## Set problem
Tally the lines in the records below that contain the word "pine" and reply with only that number.

## Position annotation records
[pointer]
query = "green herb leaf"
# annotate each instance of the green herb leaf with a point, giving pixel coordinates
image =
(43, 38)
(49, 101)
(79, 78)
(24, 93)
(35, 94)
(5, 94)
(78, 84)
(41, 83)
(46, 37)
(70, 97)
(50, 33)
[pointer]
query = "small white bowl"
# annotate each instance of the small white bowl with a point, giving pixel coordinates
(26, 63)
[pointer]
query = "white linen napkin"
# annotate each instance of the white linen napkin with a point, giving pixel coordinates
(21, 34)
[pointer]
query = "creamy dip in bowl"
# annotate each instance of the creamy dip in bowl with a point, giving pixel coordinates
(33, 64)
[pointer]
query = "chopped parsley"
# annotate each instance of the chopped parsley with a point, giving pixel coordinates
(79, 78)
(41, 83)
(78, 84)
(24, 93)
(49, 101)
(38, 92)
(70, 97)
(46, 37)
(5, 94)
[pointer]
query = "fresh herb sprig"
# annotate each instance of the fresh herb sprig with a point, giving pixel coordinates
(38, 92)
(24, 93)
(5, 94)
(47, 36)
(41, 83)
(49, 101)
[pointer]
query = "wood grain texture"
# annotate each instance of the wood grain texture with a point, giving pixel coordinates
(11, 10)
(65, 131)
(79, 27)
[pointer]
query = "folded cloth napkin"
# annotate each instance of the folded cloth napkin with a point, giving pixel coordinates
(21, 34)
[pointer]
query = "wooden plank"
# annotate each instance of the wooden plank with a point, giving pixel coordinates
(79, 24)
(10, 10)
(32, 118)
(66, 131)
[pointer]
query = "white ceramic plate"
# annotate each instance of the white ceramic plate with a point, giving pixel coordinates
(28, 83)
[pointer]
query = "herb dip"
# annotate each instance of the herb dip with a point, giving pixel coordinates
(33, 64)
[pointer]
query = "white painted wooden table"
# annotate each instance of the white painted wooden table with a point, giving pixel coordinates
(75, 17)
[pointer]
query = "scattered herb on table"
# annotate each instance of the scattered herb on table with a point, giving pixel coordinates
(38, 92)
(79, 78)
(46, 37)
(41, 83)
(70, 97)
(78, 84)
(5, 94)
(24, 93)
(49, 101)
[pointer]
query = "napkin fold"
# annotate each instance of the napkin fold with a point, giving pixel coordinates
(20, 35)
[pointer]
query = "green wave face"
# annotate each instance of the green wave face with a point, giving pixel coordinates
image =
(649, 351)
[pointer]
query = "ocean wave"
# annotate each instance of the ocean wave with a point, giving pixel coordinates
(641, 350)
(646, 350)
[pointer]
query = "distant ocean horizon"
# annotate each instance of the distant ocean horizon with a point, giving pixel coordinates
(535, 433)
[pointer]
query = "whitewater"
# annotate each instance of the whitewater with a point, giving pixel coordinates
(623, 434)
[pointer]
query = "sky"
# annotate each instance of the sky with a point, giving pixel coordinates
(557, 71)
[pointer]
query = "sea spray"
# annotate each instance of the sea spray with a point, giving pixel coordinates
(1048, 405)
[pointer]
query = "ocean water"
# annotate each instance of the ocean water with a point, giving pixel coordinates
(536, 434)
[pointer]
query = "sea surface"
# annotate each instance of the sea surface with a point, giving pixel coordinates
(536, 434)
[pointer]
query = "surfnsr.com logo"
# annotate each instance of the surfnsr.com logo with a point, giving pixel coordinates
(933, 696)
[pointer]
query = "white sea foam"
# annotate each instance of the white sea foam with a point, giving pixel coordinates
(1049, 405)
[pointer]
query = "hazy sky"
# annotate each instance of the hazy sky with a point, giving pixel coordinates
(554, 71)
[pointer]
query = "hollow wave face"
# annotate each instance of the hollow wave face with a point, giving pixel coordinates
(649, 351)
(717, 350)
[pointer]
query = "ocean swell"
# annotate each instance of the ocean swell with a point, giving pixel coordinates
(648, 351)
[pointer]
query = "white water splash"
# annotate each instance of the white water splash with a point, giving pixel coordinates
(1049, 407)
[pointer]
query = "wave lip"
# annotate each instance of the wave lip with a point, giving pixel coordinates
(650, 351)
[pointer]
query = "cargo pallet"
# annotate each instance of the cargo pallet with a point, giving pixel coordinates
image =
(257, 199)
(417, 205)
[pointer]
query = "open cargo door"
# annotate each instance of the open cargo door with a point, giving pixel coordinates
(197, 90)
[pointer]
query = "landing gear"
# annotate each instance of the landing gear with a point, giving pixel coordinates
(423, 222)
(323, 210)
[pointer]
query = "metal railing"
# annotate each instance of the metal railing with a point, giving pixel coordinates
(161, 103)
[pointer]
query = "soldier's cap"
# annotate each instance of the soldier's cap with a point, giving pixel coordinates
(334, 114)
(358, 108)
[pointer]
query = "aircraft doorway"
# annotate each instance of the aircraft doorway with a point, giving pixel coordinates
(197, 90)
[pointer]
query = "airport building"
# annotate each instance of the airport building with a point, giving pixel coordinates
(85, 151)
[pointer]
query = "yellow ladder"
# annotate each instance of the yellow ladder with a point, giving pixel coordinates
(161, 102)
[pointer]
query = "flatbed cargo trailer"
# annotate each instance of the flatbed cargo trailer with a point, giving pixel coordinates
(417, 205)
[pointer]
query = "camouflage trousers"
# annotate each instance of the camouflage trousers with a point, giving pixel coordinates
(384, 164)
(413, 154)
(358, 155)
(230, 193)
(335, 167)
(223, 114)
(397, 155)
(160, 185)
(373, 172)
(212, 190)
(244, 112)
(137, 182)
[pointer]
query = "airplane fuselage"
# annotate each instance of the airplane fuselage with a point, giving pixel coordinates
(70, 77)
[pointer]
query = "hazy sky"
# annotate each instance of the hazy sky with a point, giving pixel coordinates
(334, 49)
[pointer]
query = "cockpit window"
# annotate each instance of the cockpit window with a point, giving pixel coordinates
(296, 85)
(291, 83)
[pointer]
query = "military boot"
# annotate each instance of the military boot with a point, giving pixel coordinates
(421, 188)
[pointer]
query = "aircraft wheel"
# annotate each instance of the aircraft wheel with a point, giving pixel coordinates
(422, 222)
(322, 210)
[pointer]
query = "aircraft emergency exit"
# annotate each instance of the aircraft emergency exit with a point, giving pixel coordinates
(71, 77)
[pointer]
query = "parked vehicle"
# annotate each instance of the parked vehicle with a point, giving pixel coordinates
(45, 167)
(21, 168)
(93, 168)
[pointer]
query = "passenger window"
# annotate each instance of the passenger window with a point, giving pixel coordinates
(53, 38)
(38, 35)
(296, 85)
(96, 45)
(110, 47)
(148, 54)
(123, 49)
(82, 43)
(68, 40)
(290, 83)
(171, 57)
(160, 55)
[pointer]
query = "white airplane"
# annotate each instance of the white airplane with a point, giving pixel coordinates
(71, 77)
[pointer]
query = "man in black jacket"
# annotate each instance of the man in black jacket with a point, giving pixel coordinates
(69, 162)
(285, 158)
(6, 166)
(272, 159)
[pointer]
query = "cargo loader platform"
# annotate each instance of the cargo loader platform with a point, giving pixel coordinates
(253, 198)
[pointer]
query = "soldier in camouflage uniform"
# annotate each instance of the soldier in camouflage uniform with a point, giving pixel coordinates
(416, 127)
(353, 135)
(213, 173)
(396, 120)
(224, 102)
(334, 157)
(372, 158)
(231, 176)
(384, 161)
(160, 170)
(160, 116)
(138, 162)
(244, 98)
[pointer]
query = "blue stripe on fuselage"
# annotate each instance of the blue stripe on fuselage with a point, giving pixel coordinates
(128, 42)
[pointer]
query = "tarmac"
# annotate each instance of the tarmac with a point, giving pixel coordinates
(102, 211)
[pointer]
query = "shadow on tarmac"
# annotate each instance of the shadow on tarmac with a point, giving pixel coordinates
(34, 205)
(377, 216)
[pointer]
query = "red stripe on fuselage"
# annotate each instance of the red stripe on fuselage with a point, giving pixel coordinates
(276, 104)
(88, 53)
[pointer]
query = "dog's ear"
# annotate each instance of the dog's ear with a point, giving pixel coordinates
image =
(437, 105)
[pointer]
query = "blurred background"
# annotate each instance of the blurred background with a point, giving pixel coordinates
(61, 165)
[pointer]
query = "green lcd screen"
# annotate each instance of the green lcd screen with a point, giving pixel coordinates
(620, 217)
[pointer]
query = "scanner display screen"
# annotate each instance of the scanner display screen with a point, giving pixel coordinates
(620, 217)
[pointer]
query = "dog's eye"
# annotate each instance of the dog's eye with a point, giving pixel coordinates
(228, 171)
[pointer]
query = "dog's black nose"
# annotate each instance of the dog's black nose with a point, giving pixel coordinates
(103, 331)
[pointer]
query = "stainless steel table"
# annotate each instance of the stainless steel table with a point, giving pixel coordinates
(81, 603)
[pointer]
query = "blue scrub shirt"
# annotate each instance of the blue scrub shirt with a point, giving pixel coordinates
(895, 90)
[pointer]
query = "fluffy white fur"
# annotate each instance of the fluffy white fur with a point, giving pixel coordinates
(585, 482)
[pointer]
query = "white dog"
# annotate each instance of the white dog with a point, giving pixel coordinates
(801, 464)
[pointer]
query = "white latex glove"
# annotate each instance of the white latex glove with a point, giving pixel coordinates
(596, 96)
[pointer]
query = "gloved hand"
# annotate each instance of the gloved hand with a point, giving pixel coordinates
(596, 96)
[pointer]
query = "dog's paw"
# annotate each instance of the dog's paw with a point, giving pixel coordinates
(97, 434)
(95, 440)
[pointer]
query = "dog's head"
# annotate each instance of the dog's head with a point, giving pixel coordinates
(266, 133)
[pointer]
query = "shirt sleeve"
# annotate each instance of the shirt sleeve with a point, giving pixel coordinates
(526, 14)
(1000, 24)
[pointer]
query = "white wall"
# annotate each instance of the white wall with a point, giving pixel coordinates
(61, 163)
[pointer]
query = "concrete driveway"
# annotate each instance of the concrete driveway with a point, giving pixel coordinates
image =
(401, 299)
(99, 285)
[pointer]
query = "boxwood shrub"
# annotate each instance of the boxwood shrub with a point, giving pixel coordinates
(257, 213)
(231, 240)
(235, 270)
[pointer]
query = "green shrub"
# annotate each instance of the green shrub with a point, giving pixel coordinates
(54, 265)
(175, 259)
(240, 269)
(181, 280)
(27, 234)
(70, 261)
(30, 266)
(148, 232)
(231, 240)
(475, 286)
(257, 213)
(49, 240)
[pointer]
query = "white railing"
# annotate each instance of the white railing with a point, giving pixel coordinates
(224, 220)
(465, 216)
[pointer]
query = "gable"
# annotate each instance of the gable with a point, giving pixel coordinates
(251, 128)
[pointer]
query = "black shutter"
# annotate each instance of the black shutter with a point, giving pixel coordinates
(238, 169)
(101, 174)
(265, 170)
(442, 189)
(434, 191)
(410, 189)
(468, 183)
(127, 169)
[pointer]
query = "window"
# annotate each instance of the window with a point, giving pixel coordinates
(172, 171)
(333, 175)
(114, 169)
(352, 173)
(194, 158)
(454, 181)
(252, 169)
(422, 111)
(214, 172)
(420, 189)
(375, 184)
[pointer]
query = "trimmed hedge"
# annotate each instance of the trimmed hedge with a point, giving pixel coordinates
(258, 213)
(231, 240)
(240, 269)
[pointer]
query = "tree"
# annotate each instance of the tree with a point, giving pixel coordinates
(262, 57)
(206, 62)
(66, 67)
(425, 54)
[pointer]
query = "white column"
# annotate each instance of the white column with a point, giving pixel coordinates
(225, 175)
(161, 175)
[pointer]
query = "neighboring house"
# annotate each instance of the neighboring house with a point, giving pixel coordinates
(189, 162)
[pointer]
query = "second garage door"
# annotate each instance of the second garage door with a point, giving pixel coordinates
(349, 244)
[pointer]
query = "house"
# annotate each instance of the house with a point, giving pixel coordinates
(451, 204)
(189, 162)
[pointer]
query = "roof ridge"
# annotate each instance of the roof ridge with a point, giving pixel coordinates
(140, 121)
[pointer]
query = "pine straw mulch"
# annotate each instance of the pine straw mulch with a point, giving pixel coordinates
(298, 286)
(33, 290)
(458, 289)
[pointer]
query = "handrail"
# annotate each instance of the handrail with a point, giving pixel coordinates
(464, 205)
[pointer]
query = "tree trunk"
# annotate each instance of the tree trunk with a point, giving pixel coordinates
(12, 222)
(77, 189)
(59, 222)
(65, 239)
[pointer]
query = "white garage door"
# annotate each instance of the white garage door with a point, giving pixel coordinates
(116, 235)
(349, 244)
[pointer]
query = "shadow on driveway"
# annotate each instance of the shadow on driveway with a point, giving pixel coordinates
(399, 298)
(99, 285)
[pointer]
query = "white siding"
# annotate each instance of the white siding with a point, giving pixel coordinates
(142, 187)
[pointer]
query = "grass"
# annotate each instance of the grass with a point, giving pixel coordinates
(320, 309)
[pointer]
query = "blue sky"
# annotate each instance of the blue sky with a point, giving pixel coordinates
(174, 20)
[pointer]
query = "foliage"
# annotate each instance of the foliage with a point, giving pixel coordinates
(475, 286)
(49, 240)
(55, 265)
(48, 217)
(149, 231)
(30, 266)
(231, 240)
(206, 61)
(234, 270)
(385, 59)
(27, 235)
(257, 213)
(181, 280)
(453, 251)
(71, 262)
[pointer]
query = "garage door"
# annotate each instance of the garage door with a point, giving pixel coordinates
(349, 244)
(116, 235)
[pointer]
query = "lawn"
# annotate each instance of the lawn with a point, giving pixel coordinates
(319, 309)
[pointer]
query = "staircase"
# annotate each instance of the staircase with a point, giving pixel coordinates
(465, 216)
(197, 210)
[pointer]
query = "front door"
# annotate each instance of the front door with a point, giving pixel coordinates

## The response
2